### [Short problem]
Render the rows below as a numbered list, omitting blank lines and leaving out the pictures.

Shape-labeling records
━━━━━━━━━━━━━━━━

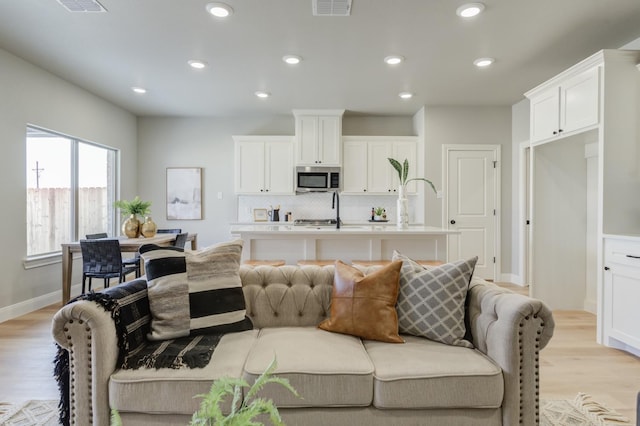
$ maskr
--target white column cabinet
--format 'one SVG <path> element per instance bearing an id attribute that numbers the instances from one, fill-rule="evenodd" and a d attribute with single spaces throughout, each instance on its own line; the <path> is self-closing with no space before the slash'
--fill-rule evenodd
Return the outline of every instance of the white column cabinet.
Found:
<path id="1" fill-rule="evenodd" d="M 293 194 L 291 136 L 234 136 L 236 194 Z"/>
<path id="2" fill-rule="evenodd" d="M 296 110 L 296 165 L 339 166 L 344 110 Z"/>
<path id="3" fill-rule="evenodd" d="M 398 193 L 398 173 L 388 158 L 409 160 L 409 177 L 418 172 L 417 138 L 413 136 L 345 136 L 343 142 L 343 192 L 351 194 Z M 416 193 L 415 182 L 407 187 Z"/>
<path id="4" fill-rule="evenodd" d="M 531 142 L 560 138 L 599 121 L 599 67 L 527 93 L 531 100 Z"/>
<path id="5" fill-rule="evenodd" d="M 604 247 L 605 343 L 640 356 L 640 238 L 606 236 Z"/>

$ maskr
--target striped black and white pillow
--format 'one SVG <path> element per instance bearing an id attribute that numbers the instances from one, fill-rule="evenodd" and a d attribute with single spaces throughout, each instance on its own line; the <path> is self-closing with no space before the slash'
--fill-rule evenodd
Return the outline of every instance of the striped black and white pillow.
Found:
<path id="1" fill-rule="evenodd" d="M 151 310 L 149 340 L 253 328 L 239 275 L 241 254 L 242 240 L 187 252 L 142 246 Z"/>

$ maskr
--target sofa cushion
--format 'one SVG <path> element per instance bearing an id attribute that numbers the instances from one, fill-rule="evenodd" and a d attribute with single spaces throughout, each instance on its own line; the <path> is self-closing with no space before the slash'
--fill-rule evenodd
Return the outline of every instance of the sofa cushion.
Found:
<path id="1" fill-rule="evenodd" d="M 492 408 L 504 396 L 502 370 L 480 351 L 422 337 L 404 345 L 368 340 L 377 408 Z"/>
<path id="2" fill-rule="evenodd" d="M 371 404 L 373 365 L 357 337 L 316 327 L 263 328 L 245 365 L 247 381 L 252 383 L 274 357 L 275 375 L 288 379 L 302 397 L 266 386 L 260 395 L 279 408 Z"/>
<path id="3" fill-rule="evenodd" d="M 140 254 L 151 309 L 149 340 L 253 327 L 238 273 L 242 240 L 190 252 L 144 245 Z"/>
<path id="4" fill-rule="evenodd" d="M 192 415 L 215 379 L 242 377 L 244 363 L 258 330 L 222 337 L 204 368 L 139 368 L 117 370 L 109 379 L 109 405 L 120 412 Z M 229 412 L 230 401 L 223 404 Z M 125 423 L 126 424 L 126 423 Z"/>
<path id="5" fill-rule="evenodd" d="M 478 258 L 428 269 L 397 251 L 393 259 L 402 261 L 398 294 L 400 333 L 473 347 L 464 340 L 464 304 Z"/>
<path id="6" fill-rule="evenodd" d="M 364 339 L 402 343 L 396 301 L 402 262 L 392 262 L 370 275 L 336 261 L 331 316 L 318 327 Z"/>

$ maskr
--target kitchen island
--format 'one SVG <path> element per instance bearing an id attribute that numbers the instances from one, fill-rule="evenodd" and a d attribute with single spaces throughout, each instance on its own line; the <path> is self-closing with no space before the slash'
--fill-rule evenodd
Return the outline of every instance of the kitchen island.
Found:
<path id="1" fill-rule="evenodd" d="M 366 224 L 294 226 L 292 224 L 232 225 L 231 235 L 244 241 L 242 259 L 299 260 L 391 259 L 393 250 L 420 260 L 447 261 L 447 235 L 458 231 L 431 226 Z"/>

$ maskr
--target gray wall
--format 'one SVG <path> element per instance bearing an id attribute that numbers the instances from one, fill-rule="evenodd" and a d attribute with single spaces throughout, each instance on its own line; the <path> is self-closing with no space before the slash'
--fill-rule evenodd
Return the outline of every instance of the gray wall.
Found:
<path id="1" fill-rule="evenodd" d="M 293 135 L 293 115 L 270 118 L 139 117 L 104 101 L 22 59 L 0 50 L 0 141 L 7 158 L 2 168 L 1 195 L 7 241 L 11 250 L 0 259 L 0 321 L 58 302 L 61 299 L 59 256 L 44 266 L 25 267 L 26 176 L 25 129 L 33 124 L 120 150 L 119 198 L 140 195 L 152 202 L 152 216 L 161 227 L 197 232 L 200 246 L 229 238 L 229 222 L 237 218 L 233 194 L 232 135 Z M 418 135 L 425 139 L 425 176 L 442 186 L 443 144 L 502 145 L 502 205 L 508 210 L 511 195 L 510 108 L 424 108 L 414 117 L 344 117 L 344 134 Z M 168 221 L 165 209 L 167 167 L 203 167 L 202 221 Z M 508 184 L 507 184 L 508 183 Z M 222 198 L 218 198 L 218 194 Z M 442 205 L 430 194 L 427 223 L 440 226 Z M 511 268 L 511 218 L 503 214 L 503 272 Z M 80 282 L 81 265 L 74 263 L 73 284 Z M 77 287 L 72 296 L 78 294 Z"/>
<path id="2" fill-rule="evenodd" d="M 0 70 L 0 146 L 5 156 L 0 168 L 5 232 L 0 257 L 1 321 L 62 299 L 60 256 L 50 259 L 50 265 L 25 269 L 27 124 L 121 150 L 125 198 L 135 195 L 138 158 L 132 114 L 1 49 Z M 74 283 L 80 281 L 80 268 L 76 261 Z"/>
<path id="3" fill-rule="evenodd" d="M 511 108 L 427 107 L 424 109 L 425 176 L 442 189 L 442 146 L 446 144 L 488 144 L 501 146 L 501 271 L 498 279 L 512 274 L 511 241 Z M 443 199 L 426 197 L 427 225 L 443 226 Z"/>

━━━━━━━━━━━━━━━━

### [Answer to this problem]
1. $ maskr
2. --target white column cabinet
3. --format 'one SVG <path> element per instance bearing an id attribute that numbers the instances from one, fill-rule="evenodd" and a d attribute with single spaces throughout, each instance on its own line; the <path> is self-closing with no space before the slash'
4. --fill-rule evenodd
5. Return the outline of every instance of the white column cabinet.
6. Found:
7. <path id="1" fill-rule="evenodd" d="M 293 194 L 291 136 L 234 136 L 236 194 Z"/>
8. <path id="2" fill-rule="evenodd" d="M 296 110 L 296 165 L 339 166 L 344 110 Z"/>
9. <path id="3" fill-rule="evenodd" d="M 398 193 L 398 173 L 388 158 L 409 160 L 409 177 L 418 172 L 417 138 L 413 136 L 345 136 L 343 142 L 343 192 L 351 194 Z M 416 193 L 415 182 L 407 187 Z"/>
10. <path id="4" fill-rule="evenodd" d="M 531 142 L 560 138 L 599 121 L 599 67 L 527 93 L 531 100 Z"/>
11. <path id="5" fill-rule="evenodd" d="M 604 247 L 605 343 L 640 356 L 640 238 L 606 236 Z"/>
12. $ maskr
13. --target striped black and white pillow
14. --format 'one SVG <path> element per instance bearing an id attribute that numbers the instances from one, fill-rule="evenodd" and a d attribute with single spaces throughout, each instance on its own line; the <path> is self-closing with no space before the slash'
15. --fill-rule evenodd
16. Return the outline of every instance of the striped black and white pillow.
17. Found:
18. <path id="1" fill-rule="evenodd" d="M 151 310 L 149 340 L 253 328 L 239 275 L 241 254 L 242 240 L 187 252 L 142 246 Z"/>
19. $ maskr
20. --target sofa cushion
21. --format 'one SVG <path> element per instance bearing an id attribute that numbers the instances from one, fill-rule="evenodd" and a d attribute with single spaces throughout, each instance on its own line; the <path> is self-closing with no space before the slash'
22. --fill-rule evenodd
23. Return the outline of every instance of the sofa cushion.
24. Found:
25. <path id="1" fill-rule="evenodd" d="M 492 408 L 504 396 L 502 370 L 480 351 L 422 337 L 404 345 L 368 340 L 377 408 Z"/>
26. <path id="2" fill-rule="evenodd" d="M 371 404 L 373 365 L 357 337 L 316 327 L 263 328 L 245 365 L 247 381 L 252 383 L 274 357 L 275 375 L 288 379 L 302 397 L 266 386 L 260 395 L 279 408 Z"/>
27. <path id="3" fill-rule="evenodd" d="M 140 254 L 151 309 L 149 340 L 253 327 L 238 273 L 242 240 L 190 252 L 144 245 Z"/>
28. <path id="4" fill-rule="evenodd" d="M 192 415 L 215 379 L 242 377 L 244 363 L 258 330 L 222 337 L 204 368 L 139 368 L 117 370 L 109 379 L 109 405 L 120 412 Z M 229 412 L 230 401 L 223 404 Z M 125 423 L 126 424 L 126 423 Z"/>
29. <path id="5" fill-rule="evenodd" d="M 478 258 L 428 269 L 397 251 L 393 259 L 402 261 L 398 294 L 400 333 L 473 347 L 464 340 L 464 304 Z"/>
30. <path id="6" fill-rule="evenodd" d="M 364 339 L 402 343 L 396 301 L 402 262 L 392 262 L 370 275 L 336 261 L 331 316 L 318 327 Z"/>
31. $ maskr
32. --target kitchen island
33. --format 'one SVG <path> element per instance bearing an id attribute that numbers the instances from one, fill-rule="evenodd" and a d attribute with single spaces throughout, each instance on its own line; the <path> is self-closing with no space before the slash'
34. --fill-rule evenodd
35. Return the outline of every instance of the kitchen island.
36. Found:
37. <path id="1" fill-rule="evenodd" d="M 366 224 L 294 226 L 292 224 L 232 225 L 231 235 L 244 241 L 242 259 L 299 260 L 391 259 L 393 250 L 420 260 L 447 261 L 447 235 L 458 231 L 431 226 Z"/>
38. $ maskr
39. --target gray wall
40. --format 'one SVG <path> element per instance bearing an id attribute that numbers the instances from one, fill-rule="evenodd" and a d attribute with single spaces throughout, each instance on its own line; the <path> is self-closing with no space before the slash'
41. --fill-rule evenodd
42. Return the outline of every instance of the gray wall.
43. Found:
44. <path id="1" fill-rule="evenodd" d="M 293 135 L 293 115 L 270 118 L 139 117 L 104 101 L 22 59 L 0 50 L 0 141 L 7 158 L 2 168 L 1 195 L 7 241 L 11 250 L 0 259 L 0 321 L 58 302 L 61 299 L 59 256 L 44 266 L 25 267 L 26 176 L 25 129 L 33 124 L 120 150 L 119 198 L 140 195 L 152 202 L 152 216 L 161 227 L 197 232 L 200 246 L 229 238 L 229 222 L 237 218 L 233 194 L 232 135 Z M 418 135 L 425 139 L 425 176 L 442 186 L 443 144 L 502 145 L 502 205 L 508 210 L 511 195 L 510 108 L 424 108 L 414 117 L 344 117 L 344 134 Z M 168 221 L 165 209 L 167 167 L 203 167 L 202 221 Z M 508 184 L 507 184 L 508 183 Z M 222 198 L 218 198 L 218 194 Z M 442 205 L 430 194 L 427 223 L 440 226 Z M 511 268 L 511 218 L 503 214 L 503 272 Z M 80 282 L 81 265 L 74 263 L 73 284 Z M 77 287 L 72 296 L 78 294 Z"/>
45. <path id="2" fill-rule="evenodd" d="M 0 70 L 0 146 L 5 156 L 0 168 L 5 232 L 0 257 L 1 321 L 62 299 L 60 256 L 50 259 L 50 265 L 25 269 L 27 124 L 121 150 L 125 198 L 135 195 L 138 158 L 132 114 L 1 49 Z M 74 283 L 80 281 L 80 268 L 76 261 Z"/>
46. <path id="3" fill-rule="evenodd" d="M 511 108 L 427 107 L 424 109 L 425 176 L 442 189 L 442 146 L 446 144 L 488 144 L 501 146 L 501 271 L 498 279 L 512 274 L 511 241 Z M 443 199 L 426 197 L 427 225 L 443 226 Z"/>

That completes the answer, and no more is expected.